◆ Supplied text ◆
/---
4. Indian consumers are more local than global
Winners in India have been brands/ companies that have understood India, its habits and taste. This is most obvious in the foods sector, where multinational brands have made little headway. Amul is the largest brand in all FMCG! The category with the maximum innovation in Mumbai city is the simple khakhra, which has about 100 variants serving every community’s taste profile, and even a mobile pack for the lady’s purse. Blindly replicating Western/Asian products or brand or messaging has failed in most cases.
5. India’s physical infrastructure may be poor, but its digital infrastructure is rich
In the last 15 years, the mobile infrastructure has been the backbone of the digital ecosystem in India. Everything in India is mobile first, not PC first or tablet first. India is the second largest start-up country because of the rich digital infrastructure and this, I predict, will only multiply. India will be a vibrant digital system in the future because of the ‘trishul’ or trident of Aadhaar, UPI, and, recently, ONDC (open network for digital commerce). This combination doesn’t exist elsewhere in the world, and this is ‘consumer delight’ at its best on the identity trust, easy payments, and competitiveness platforms.
\---
◆ Records for the exercise ◆
/---
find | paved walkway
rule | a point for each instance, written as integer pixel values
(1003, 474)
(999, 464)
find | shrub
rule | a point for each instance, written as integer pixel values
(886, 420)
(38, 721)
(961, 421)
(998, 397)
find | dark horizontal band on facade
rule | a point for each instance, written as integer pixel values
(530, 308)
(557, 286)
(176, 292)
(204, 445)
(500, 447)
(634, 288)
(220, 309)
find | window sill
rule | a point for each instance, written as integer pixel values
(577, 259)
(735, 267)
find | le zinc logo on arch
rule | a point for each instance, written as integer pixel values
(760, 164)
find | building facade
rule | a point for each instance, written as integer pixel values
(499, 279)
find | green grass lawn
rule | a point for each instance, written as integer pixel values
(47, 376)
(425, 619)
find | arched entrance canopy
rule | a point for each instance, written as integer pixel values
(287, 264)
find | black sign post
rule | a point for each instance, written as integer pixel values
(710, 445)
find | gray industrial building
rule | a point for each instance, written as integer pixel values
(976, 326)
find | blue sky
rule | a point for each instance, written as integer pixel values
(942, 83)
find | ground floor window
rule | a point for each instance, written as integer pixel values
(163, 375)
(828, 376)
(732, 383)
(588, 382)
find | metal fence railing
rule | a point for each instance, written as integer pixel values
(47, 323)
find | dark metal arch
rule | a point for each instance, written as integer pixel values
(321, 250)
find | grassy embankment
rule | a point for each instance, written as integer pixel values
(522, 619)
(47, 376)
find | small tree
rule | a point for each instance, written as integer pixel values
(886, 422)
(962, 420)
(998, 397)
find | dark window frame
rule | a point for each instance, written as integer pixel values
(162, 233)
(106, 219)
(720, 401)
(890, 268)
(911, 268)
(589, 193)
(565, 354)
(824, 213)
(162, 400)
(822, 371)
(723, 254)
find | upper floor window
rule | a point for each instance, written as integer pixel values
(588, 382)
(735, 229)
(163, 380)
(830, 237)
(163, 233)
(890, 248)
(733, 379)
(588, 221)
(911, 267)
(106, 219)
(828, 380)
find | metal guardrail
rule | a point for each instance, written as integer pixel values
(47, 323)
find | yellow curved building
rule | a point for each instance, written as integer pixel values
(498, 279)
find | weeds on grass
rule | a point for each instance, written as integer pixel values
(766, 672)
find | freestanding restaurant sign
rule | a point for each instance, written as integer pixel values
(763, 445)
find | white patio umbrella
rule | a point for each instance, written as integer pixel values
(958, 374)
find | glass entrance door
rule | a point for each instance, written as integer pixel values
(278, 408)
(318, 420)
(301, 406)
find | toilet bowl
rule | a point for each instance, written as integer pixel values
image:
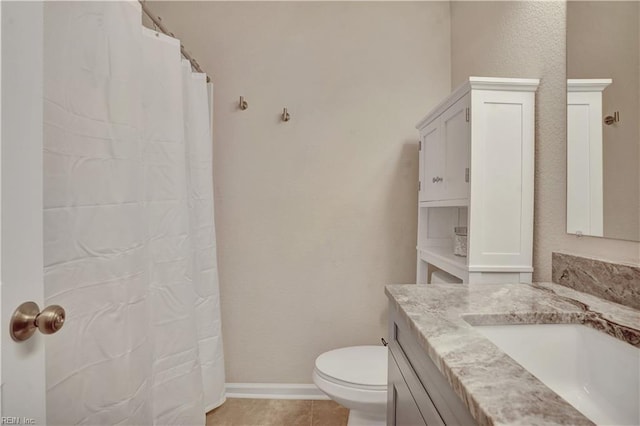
(356, 377)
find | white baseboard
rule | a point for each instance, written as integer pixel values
(274, 391)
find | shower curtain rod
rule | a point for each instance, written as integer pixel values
(157, 21)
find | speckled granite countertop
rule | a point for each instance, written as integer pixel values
(495, 388)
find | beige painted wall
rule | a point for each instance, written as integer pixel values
(527, 39)
(316, 215)
(602, 42)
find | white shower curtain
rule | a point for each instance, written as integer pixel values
(128, 222)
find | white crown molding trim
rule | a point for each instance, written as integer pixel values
(481, 83)
(588, 84)
(274, 391)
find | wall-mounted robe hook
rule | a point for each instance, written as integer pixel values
(610, 119)
(243, 104)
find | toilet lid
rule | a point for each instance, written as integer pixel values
(360, 365)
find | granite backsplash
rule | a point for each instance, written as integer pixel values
(616, 282)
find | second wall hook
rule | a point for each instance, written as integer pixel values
(285, 115)
(243, 104)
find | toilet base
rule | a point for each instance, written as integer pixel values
(362, 418)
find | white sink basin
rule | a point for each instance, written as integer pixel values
(596, 373)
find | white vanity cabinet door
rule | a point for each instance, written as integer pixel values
(456, 138)
(432, 163)
(402, 409)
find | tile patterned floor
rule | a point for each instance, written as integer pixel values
(277, 412)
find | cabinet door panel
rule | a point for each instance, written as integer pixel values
(456, 137)
(433, 162)
(402, 410)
\---
◆ Directions ◆
a: Please reproduce the passage on Indian consumers and digital infrastructure word for word.
b: Convert the records from the line holding "find | tile patterned floor" through the end of the records, inclusive, into a two-column CSV with the columns request and points. Give one row per request, with each request's text and its answer in their own quoted fields and line breaks turned into spaces.

◆ Task answers ◆
a:
4. Indian consumers are more local than global
Winners in India have been brands/ companies that have understood India, its habits and taste. This is most obvious in the foods sector, where multinational brands have made little headway. Amul is the largest brand in all FMCG! The category with the maximum innovation in Mumbai city is the simple khakhra, which has about 100 variants serving every community’s taste profile, and even a mobile pack for the lady’s purse. Blindly replicating Western/Asian products or brand or messaging has failed in most cases.
5. India’s physical infrastructure may be poor, but its digital infrastructure is rich
In the last 15 years, the mobile infrastructure has been the backbone of the digital ecosystem in India. Everything in India is mobile first, not PC first or tablet first. India is the second largest start-up country because of the rich digital infrastructure and this, I predict, will only multiply. India will be a vibrant digital system in the future because of the ‘trishul’ or trident of Aadhaar, UPI, and, recently, ONDC (open network for digital commerce). This combination doesn’t exist elsewhere in the world, and this is ‘consumer delight’ at its best on the identity trust, easy payments, and competitiveness platforms.

b:
request,points
"find | tile patterned floor rule | a point for each instance, written as integer pixel values","(277, 412)"
"find | cabinet door panel rule | a point for each instance, written as integer pixel values","(456, 137) (433, 162) (402, 410)"